* [DATASET ROWS]
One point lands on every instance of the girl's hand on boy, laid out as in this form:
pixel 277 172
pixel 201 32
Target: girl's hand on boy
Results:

* [JOB] Reproduce the data above line for line, changing nothing.

* [FULL ANSWER]
One point lands on every instance of the girl's hand on boy, laid out as in this form:
pixel 277 172
pixel 201 32
Target: girl's hand on boy
Results:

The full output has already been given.